**Exercise details:**
Copy out the lines below, beginning with the line that contains "Study the photograph above. For every instance of the woman in" and ending after the line that contains "(1143, 245)".

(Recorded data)
============================================================

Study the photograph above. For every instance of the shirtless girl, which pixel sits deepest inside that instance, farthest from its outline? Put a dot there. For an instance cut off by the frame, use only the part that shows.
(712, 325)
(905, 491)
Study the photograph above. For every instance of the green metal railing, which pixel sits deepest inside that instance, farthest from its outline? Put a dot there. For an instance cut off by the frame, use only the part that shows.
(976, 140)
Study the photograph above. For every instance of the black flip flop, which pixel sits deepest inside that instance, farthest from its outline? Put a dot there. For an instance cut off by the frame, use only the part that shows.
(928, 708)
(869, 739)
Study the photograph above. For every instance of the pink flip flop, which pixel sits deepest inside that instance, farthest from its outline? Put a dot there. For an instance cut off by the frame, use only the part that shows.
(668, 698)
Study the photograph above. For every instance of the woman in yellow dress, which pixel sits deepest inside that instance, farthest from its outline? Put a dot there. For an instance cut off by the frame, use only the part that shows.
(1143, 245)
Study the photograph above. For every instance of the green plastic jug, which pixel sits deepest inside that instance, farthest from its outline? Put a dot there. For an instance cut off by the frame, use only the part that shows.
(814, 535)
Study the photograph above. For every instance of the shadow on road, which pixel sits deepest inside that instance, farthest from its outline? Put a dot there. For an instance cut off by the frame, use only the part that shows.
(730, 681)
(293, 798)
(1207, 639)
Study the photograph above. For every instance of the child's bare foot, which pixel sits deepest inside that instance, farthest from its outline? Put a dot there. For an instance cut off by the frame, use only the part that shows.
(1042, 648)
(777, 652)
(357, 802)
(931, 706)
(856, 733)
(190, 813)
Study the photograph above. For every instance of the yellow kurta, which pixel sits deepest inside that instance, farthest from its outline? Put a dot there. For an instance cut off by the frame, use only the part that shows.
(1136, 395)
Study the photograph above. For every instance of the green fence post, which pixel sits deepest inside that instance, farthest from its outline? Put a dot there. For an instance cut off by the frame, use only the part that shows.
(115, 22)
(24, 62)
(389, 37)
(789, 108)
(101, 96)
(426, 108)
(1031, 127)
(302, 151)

============================================================

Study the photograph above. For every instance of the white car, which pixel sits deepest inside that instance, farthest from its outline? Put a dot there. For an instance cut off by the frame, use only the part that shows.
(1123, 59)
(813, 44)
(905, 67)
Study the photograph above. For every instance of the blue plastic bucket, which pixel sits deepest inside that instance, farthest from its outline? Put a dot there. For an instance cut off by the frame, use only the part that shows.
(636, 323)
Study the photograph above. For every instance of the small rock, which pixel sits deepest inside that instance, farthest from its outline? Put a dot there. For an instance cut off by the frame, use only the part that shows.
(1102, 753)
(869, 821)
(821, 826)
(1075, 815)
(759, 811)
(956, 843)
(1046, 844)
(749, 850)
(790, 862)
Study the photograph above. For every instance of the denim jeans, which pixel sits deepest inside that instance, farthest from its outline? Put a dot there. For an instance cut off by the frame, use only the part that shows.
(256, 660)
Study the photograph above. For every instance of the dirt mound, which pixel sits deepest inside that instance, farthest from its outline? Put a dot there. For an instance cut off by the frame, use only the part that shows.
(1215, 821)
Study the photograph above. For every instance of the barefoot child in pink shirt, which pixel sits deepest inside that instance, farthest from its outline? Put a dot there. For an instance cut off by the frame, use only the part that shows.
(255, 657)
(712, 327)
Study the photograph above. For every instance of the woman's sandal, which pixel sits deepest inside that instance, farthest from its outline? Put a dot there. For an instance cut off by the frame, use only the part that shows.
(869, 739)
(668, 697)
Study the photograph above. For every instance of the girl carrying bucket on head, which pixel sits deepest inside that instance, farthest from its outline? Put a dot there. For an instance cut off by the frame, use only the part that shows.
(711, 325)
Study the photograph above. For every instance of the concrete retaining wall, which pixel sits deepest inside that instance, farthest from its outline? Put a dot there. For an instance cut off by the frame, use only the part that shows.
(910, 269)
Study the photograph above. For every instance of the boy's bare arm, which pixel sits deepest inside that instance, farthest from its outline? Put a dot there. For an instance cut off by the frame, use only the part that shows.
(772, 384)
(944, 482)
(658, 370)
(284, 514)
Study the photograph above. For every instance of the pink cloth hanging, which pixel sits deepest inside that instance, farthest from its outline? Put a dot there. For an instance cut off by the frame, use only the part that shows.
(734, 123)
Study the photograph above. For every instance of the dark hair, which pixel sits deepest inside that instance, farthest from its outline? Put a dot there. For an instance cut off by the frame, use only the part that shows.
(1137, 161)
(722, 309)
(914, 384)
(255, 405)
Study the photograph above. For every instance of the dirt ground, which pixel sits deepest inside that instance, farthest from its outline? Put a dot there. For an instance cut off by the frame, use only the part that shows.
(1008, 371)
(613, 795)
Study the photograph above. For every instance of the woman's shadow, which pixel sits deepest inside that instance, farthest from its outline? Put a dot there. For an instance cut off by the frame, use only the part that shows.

============================================================

**Task output:**
Study the photograph above. For every instance of the woman in yellow dress, which pixel sits deepest inside that instance, farthest from its outline? Put a dot there. For an instance cut off by the frame, use only the part that shows.
(1143, 245)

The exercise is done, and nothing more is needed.